= AIM OF THE TASK =
Write back every line of the listing exactly, excluding images.

= DATASET EXTRACT =
* * *
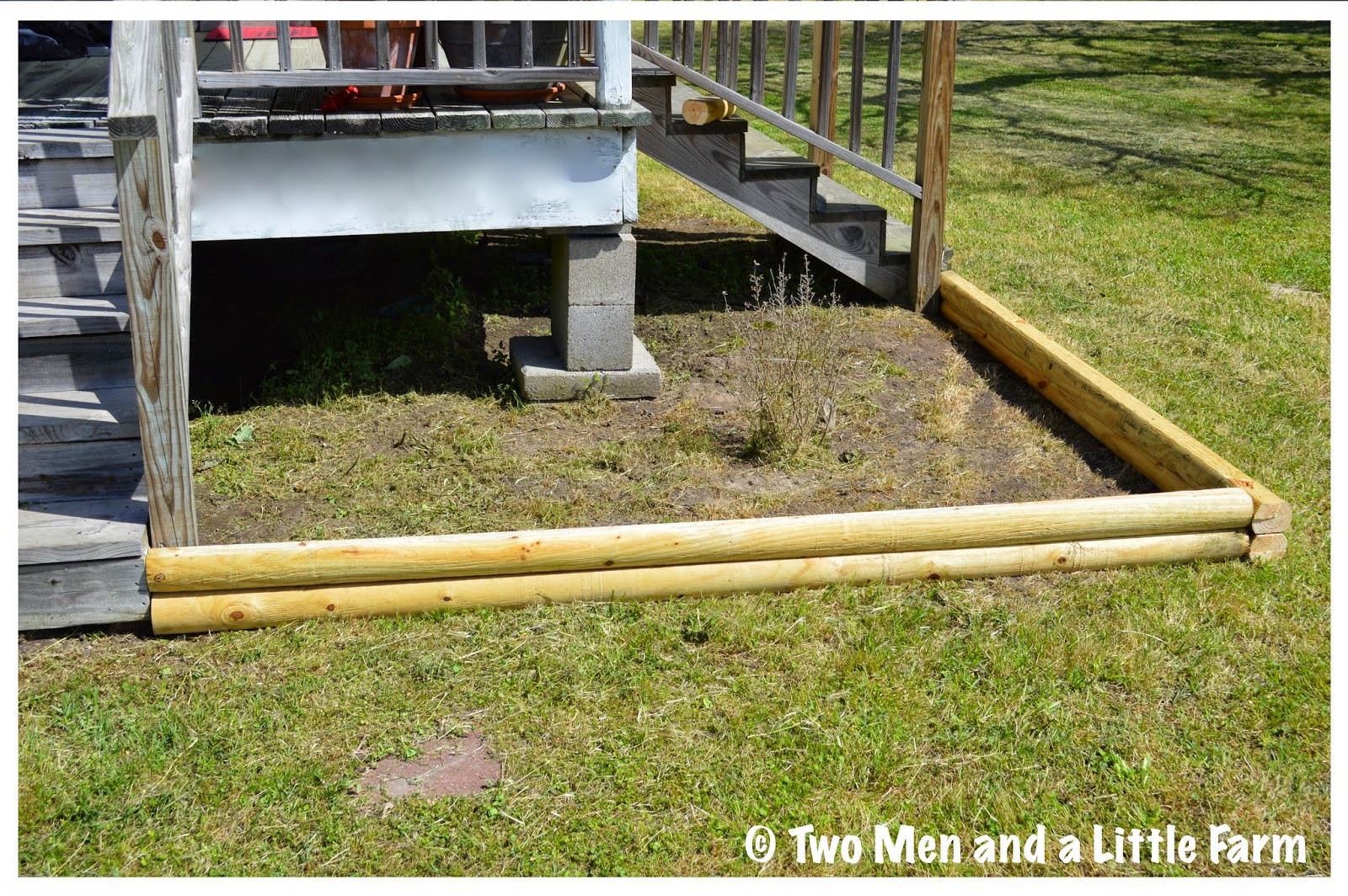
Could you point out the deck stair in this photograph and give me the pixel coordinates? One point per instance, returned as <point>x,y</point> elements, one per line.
<point>773,185</point>
<point>83,511</point>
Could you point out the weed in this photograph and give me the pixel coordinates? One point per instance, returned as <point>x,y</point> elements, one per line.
<point>794,349</point>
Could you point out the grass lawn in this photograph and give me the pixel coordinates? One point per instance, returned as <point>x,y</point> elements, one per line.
<point>1156,197</point>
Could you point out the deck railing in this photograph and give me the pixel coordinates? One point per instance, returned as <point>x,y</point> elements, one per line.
<point>707,54</point>
<point>577,65</point>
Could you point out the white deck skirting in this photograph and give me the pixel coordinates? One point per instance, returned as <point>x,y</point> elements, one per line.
<point>441,181</point>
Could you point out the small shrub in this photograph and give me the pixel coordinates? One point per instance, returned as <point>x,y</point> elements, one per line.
<point>794,348</point>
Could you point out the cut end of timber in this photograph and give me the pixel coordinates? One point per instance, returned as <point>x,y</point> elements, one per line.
<point>1271,516</point>
<point>1267,547</point>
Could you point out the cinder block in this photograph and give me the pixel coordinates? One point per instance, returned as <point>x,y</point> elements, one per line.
<point>543,377</point>
<point>593,337</point>
<point>595,269</point>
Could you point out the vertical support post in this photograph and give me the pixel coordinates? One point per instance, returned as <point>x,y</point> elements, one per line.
<point>824,91</point>
<point>283,46</point>
<point>723,46</point>
<point>891,93</point>
<point>480,45</point>
<point>853,141</point>
<point>793,67</point>
<point>613,57</point>
<point>382,44</point>
<point>141,125</point>
<point>431,40</point>
<point>236,46</point>
<point>933,165</point>
<point>334,60</point>
<point>758,60</point>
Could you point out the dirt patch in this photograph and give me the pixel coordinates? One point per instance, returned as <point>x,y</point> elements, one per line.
<point>928,419</point>
<point>444,767</point>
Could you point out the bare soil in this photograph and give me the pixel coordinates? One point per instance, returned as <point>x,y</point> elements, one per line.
<point>928,418</point>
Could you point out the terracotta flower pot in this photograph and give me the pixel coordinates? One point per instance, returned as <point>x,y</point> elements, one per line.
<point>361,51</point>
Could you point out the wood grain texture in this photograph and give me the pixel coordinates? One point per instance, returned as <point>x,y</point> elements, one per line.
<point>62,316</point>
<point>80,363</point>
<point>53,227</point>
<point>71,269</point>
<point>88,593</point>
<point>108,469</point>
<point>65,143</point>
<point>220,611</point>
<point>150,255</point>
<point>67,184</point>
<point>83,530</point>
<point>85,415</point>
<point>233,566</point>
<point>784,206</point>
<point>1157,448</point>
<point>933,165</point>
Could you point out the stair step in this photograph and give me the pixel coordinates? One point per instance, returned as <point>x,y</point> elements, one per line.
<point>87,593</point>
<point>71,269</point>
<point>74,471</point>
<point>676,125</point>
<point>91,415</point>
<point>65,143</point>
<point>81,530</point>
<point>766,159</point>
<point>65,316</point>
<point>74,363</point>
<point>49,227</point>
<point>835,202</point>
<point>67,182</point>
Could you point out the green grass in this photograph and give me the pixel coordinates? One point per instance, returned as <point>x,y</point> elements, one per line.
<point>1156,197</point>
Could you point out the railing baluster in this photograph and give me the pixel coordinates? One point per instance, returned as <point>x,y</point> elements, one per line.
<point>758,60</point>
<point>891,93</point>
<point>793,65</point>
<point>431,40</point>
<point>526,45</point>
<point>479,45</point>
<point>853,141</point>
<point>382,45</point>
<point>735,56</point>
<point>236,46</point>
<point>334,45</point>
<point>723,40</point>
<point>824,111</point>
<point>283,46</point>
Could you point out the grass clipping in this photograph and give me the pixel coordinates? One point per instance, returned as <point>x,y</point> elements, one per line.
<point>794,350</point>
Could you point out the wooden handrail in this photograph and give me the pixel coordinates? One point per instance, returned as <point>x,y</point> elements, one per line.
<point>761,111</point>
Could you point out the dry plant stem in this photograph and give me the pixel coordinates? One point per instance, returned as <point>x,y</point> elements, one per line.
<point>795,354</point>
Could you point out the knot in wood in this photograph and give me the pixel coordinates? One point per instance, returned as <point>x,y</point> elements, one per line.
<point>155,236</point>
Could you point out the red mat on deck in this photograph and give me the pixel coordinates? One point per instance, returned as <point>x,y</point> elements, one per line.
<point>262,33</point>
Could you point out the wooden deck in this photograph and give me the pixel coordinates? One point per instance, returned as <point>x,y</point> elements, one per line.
<point>73,93</point>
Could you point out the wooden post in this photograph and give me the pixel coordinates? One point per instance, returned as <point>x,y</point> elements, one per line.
<point>824,91</point>
<point>933,165</point>
<point>141,125</point>
<point>613,57</point>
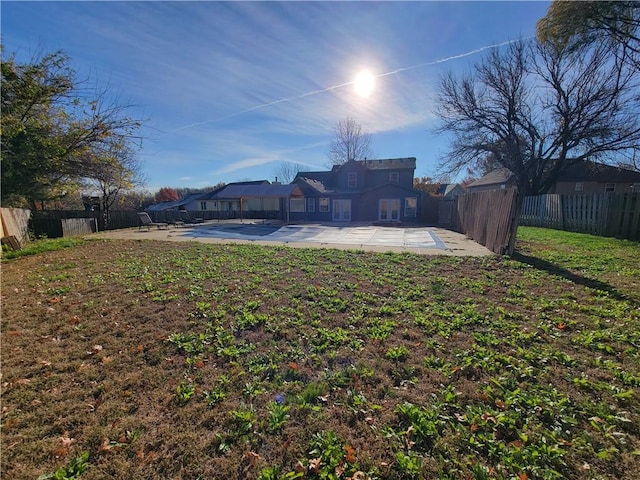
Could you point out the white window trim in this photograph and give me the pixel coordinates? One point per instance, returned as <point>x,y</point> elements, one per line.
<point>297,205</point>
<point>406,207</point>
<point>354,176</point>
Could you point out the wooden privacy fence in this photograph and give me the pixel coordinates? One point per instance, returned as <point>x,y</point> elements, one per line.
<point>606,214</point>
<point>64,223</point>
<point>487,217</point>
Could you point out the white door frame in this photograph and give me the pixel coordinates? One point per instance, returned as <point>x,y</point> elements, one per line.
<point>390,210</point>
<point>340,213</point>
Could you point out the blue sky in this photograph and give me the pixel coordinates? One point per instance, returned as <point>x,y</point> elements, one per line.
<point>232,89</point>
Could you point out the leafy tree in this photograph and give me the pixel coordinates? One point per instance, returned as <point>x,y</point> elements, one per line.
<point>119,173</point>
<point>350,142</point>
<point>537,110</point>
<point>167,194</point>
<point>575,25</point>
<point>52,127</point>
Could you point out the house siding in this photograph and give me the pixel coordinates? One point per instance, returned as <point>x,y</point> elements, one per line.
<point>569,188</point>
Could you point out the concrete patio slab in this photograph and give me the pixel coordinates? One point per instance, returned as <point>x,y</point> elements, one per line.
<point>420,240</point>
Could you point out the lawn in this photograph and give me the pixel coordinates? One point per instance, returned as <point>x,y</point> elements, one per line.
<point>143,359</point>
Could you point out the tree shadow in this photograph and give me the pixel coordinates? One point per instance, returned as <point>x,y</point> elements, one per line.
<point>554,269</point>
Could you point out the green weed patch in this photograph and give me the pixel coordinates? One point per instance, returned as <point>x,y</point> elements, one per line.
<point>182,360</point>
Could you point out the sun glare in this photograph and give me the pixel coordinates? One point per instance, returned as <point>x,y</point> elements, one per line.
<point>363,84</point>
* * *
= EXERCISE OUTPUT =
Could you point out the deck stair in this photograph and give me the pixel coordinates? One point per instance, returned as <point>x,y</point> elements, one per line.
<point>773,185</point>
<point>83,511</point>
Could you point out the weed in this photograph and give me the pixel coordinates? One point per instance, returned as <point>x,y</point> elements, one per line.
<point>794,349</point>
Could you point out the grass lawn in this photograph and give me the pixel coordinates? One point per instance, returned as <point>x,y</point> elements, one per line.
<point>1156,197</point>
Could you point out the deck railing in this photograph and give me the pixel coordinates? One point per instance, returned as <point>x,y</point> elements, one per line.
<point>707,54</point>
<point>577,65</point>
Could you point out the white deck skirting in this photograph and give me the pixel coordinates? One point per instance, returned as <point>x,y</point> elements, one per line.
<point>441,181</point>
Could you point out the small shrub in this photograph and give me the pixel coordinates? One point per instance, returned as <point>x,y</point> elements, one per line.
<point>794,348</point>
Could you point out the cut end of timber in this photograph and give me the pixel coordinates? One point per instance, returned as <point>x,y</point> elements, one per line.
<point>1271,516</point>
<point>1267,547</point>
Could you point out the cinder block in this photograph and give me the pixel coordinates? One point per instance, returned as <point>x,y</point> elements, one per line.
<point>543,377</point>
<point>593,337</point>
<point>595,269</point>
Could you point out the vertical support post in this photograph and give me the pixel coordinates? One point per instance, returned as <point>x,y</point> elements, one per line.
<point>824,91</point>
<point>283,46</point>
<point>723,46</point>
<point>891,93</point>
<point>480,45</point>
<point>853,141</point>
<point>793,67</point>
<point>613,57</point>
<point>382,44</point>
<point>141,125</point>
<point>431,40</point>
<point>236,46</point>
<point>933,165</point>
<point>334,60</point>
<point>758,60</point>
Could you point out the dirt patch in this photograph and give me the pixel coordinates? One point per instance, returned as <point>x,y</point> elements, one per line.
<point>928,419</point>
<point>444,767</point>
Could you point out the bare soil in this photograph and give me the pixel coordinates? One point per instance, returned as <point>x,y</point> elements, one per line.
<point>928,418</point>
Could you point out the terracotta flower pot in this photograph and give me the pixel coordinates? One point per instance, returned as <point>x,y</point> elements, one per line.
<point>361,51</point>
Could you point out the wood grain texture in this photograph and give me the pixel coordinates? One point per instance, returned as <point>x,y</point> elements, one per line.
<point>62,316</point>
<point>80,363</point>
<point>53,227</point>
<point>71,269</point>
<point>88,593</point>
<point>108,469</point>
<point>65,143</point>
<point>220,611</point>
<point>150,255</point>
<point>67,184</point>
<point>83,530</point>
<point>85,415</point>
<point>233,566</point>
<point>784,206</point>
<point>1157,448</point>
<point>933,165</point>
Could you point out the stair step in this photograph and give me the pixel coordinates? One point per instance, returned as <point>x,y</point> elements, one per line.
<point>87,593</point>
<point>71,269</point>
<point>74,471</point>
<point>676,125</point>
<point>91,415</point>
<point>65,143</point>
<point>81,530</point>
<point>766,159</point>
<point>65,316</point>
<point>74,363</point>
<point>49,227</point>
<point>835,202</point>
<point>67,182</point>
Could you point out the green grass in this photograph and give me the pixel coordinates? One point per instance, returned as <point>x,y</point> elements, one per line.
<point>1156,197</point>
Could you point out the railing baluster in this photograph and give me the pixel coordinates? One point per instance, returned as <point>x,y</point> elements, one per line.
<point>758,60</point>
<point>891,93</point>
<point>793,65</point>
<point>431,40</point>
<point>526,45</point>
<point>479,45</point>
<point>853,141</point>
<point>382,45</point>
<point>735,56</point>
<point>236,46</point>
<point>334,45</point>
<point>723,40</point>
<point>824,111</point>
<point>283,46</point>
Could you point out the grass clipping in this photograph and give me the pixel coordinates? One point per instance, returned as <point>x,y</point> elements, one per line.
<point>794,350</point>
Could you point out the wooden handrail in this photograph and give me the pixel coordinates? One point per instance, returned as <point>x,y</point> elements, one per line.
<point>761,111</point>
Could you point out the dry plant stem in this photograph and give me the pixel coordinates? One point per instance, returned as <point>x,y</point> elements, one per line.
<point>795,354</point>
Could you point out the knot in wood in this photograph and give me the pixel coordinates? One point per instance, returned as <point>x,y</point> elements, one per line.
<point>155,236</point>
Could you point out the red mat on deck in this photograph and give me the pixel coordinates? One point per instance, returned as <point>x,y</point> elements, one per line.
<point>262,33</point>
Could you point out the wooden deck in this photograph and give me the pixel coordinates? One point per instance, returned as <point>x,y</point> elements, one per line.
<point>73,93</point>
Could you point out the wooden post in this photograph and give me the pixel coordinates? One point per instance, returned as <point>x,y</point> elements, one per line.
<point>824,91</point>
<point>933,165</point>
<point>141,125</point>
<point>613,57</point>
Could you point out the white window trim in this photograph and give me the pixel coordinates? One point per instance, returned as <point>x,y</point> elements, one per line.
<point>297,205</point>
<point>406,207</point>
<point>354,176</point>
Could you point out the wooden privacy fence in this photograph and give me the pixel coordinates? One point per instance, returned as <point>x,y</point> elements, one per line.
<point>606,214</point>
<point>64,223</point>
<point>487,217</point>
Could you point out the white door frame in this photograph and give me the pixel coordinates? One point per instance, returned as <point>x,y</point> elements, one per line.
<point>390,210</point>
<point>340,213</point>
Could you point out the blue sky in this photograph and give me the pixel coordinates? One point per instance, returned as <point>x,y</point> elements, one per line.
<point>232,89</point>
Could you point out the leafy tree in this photograph and give me the pixel coordinates? One point per instance, returned as <point>x,y</point> elements, one per line.
<point>119,173</point>
<point>350,142</point>
<point>537,110</point>
<point>167,194</point>
<point>575,25</point>
<point>52,127</point>
Could you point out the house siding in this photograph and give me the pixel coordinates? One point per instance, returned as <point>x,y</point> elements, one per line.
<point>569,188</point>
Could you point out the concrete patio slab in this photograph and give me the pixel coordinates? One point per instance, returned as <point>x,y</point> elements, one per line.
<point>420,240</point>
Could you point out the lawn in this photograph and give me the pixel coordinates? One point per instance, returned as <point>x,y</point> elements, one per line.
<point>143,359</point>
Could you point out the tree shadow in this photograph and give me the pixel coordinates? One point per instance, returned as <point>x,y</point> elements, one per line.
<point>554,269</point>
Could you point out the green weed patch in this photograph and give me the pixel coordinates? One point per instance, returned as <point>x,y</point> elements, one per line.
<point>182,360</point>
Could you point out the sun glare in this photograph and give me the pixel coordinates? One point per instance, returned as <point>x,y</point> elements, one per line.
<point>363,84</point>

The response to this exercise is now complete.